— Task instructions —
Could you pull out the stretch of the listing below, from its first line through the line that contains "point(143, 158)", and reproduce each of those lines unchanged?

— Data lines —
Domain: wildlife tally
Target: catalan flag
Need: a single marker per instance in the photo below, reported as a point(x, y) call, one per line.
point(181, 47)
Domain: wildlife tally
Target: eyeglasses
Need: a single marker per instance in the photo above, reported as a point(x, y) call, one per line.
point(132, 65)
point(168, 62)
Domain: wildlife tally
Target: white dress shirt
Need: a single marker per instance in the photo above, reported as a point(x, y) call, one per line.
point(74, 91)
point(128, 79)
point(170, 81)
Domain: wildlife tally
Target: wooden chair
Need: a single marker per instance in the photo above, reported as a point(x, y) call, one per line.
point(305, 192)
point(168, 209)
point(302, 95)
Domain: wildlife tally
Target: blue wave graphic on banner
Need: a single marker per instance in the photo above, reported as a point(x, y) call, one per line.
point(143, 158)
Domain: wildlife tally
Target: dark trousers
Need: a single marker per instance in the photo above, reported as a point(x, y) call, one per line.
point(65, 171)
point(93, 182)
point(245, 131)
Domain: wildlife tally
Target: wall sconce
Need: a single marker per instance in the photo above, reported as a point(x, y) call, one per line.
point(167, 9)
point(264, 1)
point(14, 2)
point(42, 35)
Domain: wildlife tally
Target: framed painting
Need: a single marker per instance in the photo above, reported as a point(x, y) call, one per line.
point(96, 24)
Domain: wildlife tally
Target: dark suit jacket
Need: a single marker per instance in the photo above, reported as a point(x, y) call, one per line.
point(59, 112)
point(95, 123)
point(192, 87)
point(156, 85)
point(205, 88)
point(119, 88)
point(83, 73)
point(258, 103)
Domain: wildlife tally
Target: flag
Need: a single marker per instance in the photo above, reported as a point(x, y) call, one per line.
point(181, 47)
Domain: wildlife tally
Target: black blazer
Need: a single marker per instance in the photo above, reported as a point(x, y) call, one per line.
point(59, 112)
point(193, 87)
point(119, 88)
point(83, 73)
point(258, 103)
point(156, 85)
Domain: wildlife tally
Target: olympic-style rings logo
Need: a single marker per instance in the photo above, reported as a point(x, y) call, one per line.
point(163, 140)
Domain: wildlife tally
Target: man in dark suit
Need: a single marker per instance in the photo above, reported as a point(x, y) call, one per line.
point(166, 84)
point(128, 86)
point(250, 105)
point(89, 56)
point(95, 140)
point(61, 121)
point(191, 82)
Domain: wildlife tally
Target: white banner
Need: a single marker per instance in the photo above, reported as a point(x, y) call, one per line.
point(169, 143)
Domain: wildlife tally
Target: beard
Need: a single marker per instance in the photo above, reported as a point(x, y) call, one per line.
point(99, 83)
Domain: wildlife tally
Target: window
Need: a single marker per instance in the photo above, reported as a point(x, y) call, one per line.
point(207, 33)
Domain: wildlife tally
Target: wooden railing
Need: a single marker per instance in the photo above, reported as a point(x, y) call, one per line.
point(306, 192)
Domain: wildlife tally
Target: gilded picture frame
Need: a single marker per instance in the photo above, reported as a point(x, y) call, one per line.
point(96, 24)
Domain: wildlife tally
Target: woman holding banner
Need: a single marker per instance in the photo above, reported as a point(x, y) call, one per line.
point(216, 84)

— Complete answer —
Domain: wildlife tally
Target: catalan flag
Need: a single marker per instance in the photo below, reported as a point(x, y) call, one per line.
point(181, 47)
Domain: wildlife tally
Target: eyeglasses
Need: a single marker per instance in the photo above, reported as a point(x, y) call, one per line.
point(132, 65)
point(168, 62)
Domain: wildlife tally
Target: white dress shirt
Need: a single marker per instance in the photo above, reported as a point(x, y) call, one per line.
point(74, 91)
point(128, 79)
point(170, 81)
Domain: wildlife tally
Target: wooden chair
Need: a single marker per instance in the photo above, reported as a point(x, y) call, one per line.
point(305, 192)
point(168, 209)
point(302, 95)
Domain: wildlife tally
Target: blue wave graphic on banner
Need: a single marker per instance in the photo above, reported as a point(x, y) call, one per line.
point(143, 158)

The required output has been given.